_Your instructions:_ Rewrite the stretch from the start of the records through the line containing "218], [494, 218]]", replacing "small stone marker" with "boundary stone" and changing nothing else; omit the pictures from your answer.

[begin Entries shown]

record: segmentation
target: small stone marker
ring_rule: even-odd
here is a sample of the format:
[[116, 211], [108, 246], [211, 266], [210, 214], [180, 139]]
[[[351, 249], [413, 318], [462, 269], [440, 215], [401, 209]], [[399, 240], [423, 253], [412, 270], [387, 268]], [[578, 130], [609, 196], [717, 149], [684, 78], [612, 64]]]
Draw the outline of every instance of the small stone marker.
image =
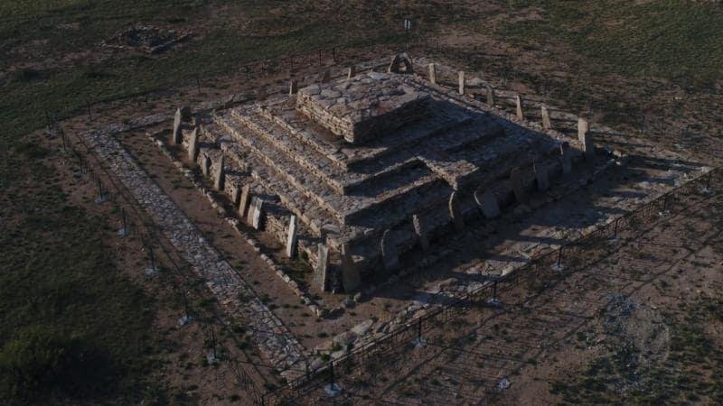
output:
[[314, 284], [320, 291], [326, 291], [326, 279], [329, 276], [329, 247], [324, 244], [319, 245], [316, 267], [314, 269]]
[[188, 160], [192, 162], [196, 161], [198, 156], [198, 127], [193, 128], [191, 138], [188, 140]]
[[181, 109], [175, 110], [175, 116], [174, 117], [174, 144], [181, 145], [183, 137], [181, 136]]
[[320, 82], [329, 83], [331, 79], [332, 79], [332, 72], [329, 69], [326, 69], [322, 73], [322, 78]]
[[577, 141], [584, 142], [585, 134], [590, 130], [590, 125], [587, 120], [579, 117], [577, 118]]
[[500, 216], [500, 205], [497, 203], [497, 197], [494, 196], [492, 190], [486, 190], [483, 193], [482, 188], [477, 188], [474, 190], [474, 201], [482, 210], [482, 214], [486, 218], [494, 218]]
[[342, 245], [342, 286], [344, 291], [349, 293], [359, 289], [362, 284], [362, 275], [359, 272], [359, 268], [354, 263], [354, 259], [352, 257], [352, 251], [349, 248], [349, 243]]
[[525, 114], [522, 112], [522, 97], [520, 95], [514, 97], [514, 104], [517, 107], [517, 118], [524, 120]]
[[293, 258], [296, 253], [296, 229], [298, 228], [298, 218], [296, 215], [291, 215], [288, 219], [288, 232], [286, 233], [286, 256]]
[[414, 233], [417, 235], [417, 240], [419, 242], [419, 246], [422, 247], [422, 251], [428, 250], [429, 236], [427, 235], [427, 230], [425, 229], [424, 223], [422, 223], [422, 219], [419, 218], [419, 215], [412, 215], [412, 225], [414, 226]]
[[549, 110], [545, 106], [540, 107], [542, 113], [542, 128], [549, 130], [552, 128], [552, 123], [549, 121]]
[[449, 217], [455, 221], [455, 230], [457, 233], [465, 230], [465, 219], [462, 218], [462, 208], [459, 206], [456, 190], [449, 196]]
[[568, 174], [572, 171], [572, 161], [570, 160], [570, 144], [562, 143], [559, 146], [559, 161], [562, 166], [562, 173]]
[[381, 258], [387, 271], [394, 271], [399, 266], [399, 254], [391, 230], [386, 230], [381, 235]]
[[537, 189], [540, 191], [546, 191], [549, 189], [549, 177], [548, 175], [548, 169], [544, 165], [534, 164], [535, 178], [537, 179]]
[[495, 104], [494, 89], [490, 85], [487, 85], [487, 104], [490, 105], [490, 107], [493, 107]]
[[213, 175], [213, 187], [216, 190], [223, 190], [223, 187], [226, 183], [225, 161], [225, 156], [221, 154], [219, 164], [216, 165], [216, 173]]
[[299, 84], [296, 79], [291, 79], [288, 84], [288, 96], [294, 96], [299, 91]]
[[239, 200], [239, 216], [243, 218], [249, 208], [249, 200], [251, 196], [251, 185], [246, 184], [241, 188], [241, 198]]
[[518, 202], [523, 202], [525, 200], [525, 191], [522, 189], [522, 175], [520, 168], [512, 168], [512, 171], [510, 171], [510, 181], [512, 184], [514, 198]]
[[256, 204], [254, 205], [253, 217], [251, 217], [251, 226], [254, 229], [261, 229], [261, 221], [264, 217], [264, 199], [256, 198]]
[[203, 176], [209, 176], [211, 172], [211, 157], [208, 153], [203, 153], [201, 158], [201, 172], [203, 173]]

[end Entries shown]

_Written response:_
record: segmentation
target: boundary stone
ring_rule: even-odd
here is a sample of the format:
[[116, 211], [108, 246], [211, 266], [210, 214], [180, 139]]
[[[351, 249], [413, 318], [462, 269], [440, 215], [401, 209]], [[399, 240], [423, 253], [412, 270], [387, 268]], [[578, 130], [609, 196], [717, 149], [684, 78], [612, 64]]]
Draw the outline of every instance of the boundary stone.
image =
output:
[[314, 284], [320, 291], [326, 291], [326, 279], [329, 276], [329, 247], [324, 244], [319, 245], [316, 267], [314, 269]]
[[188, 160], [192, 162], [196, 161], [198, 156], [198, 127], [193, 128], [191, 138], [188, 140]]
[[181, 109], [175, 110], [175, 116], [174, 117], [174, 144], [181, 145], [183, 137], [181, 136]]
[[320, 82], [329, 83], [331, 79], [332, 79], [332, 72], [329, 69], [326, 69], [322, 73], [322, 78]]
[[577, 141], [584, 142], [585, 134], [590, 130], [590, 125], [587, 120], [579, 117], [577, 118]]
[[500, 216], [500, 205], [497, 203], [497, 197], [494, 196], [492, 190], [486, 190], [483, 193], [482, 188], [477, 188], [474, 190], [474, 201], [482, 210], [482, 214], [486, 218], [494, 218]]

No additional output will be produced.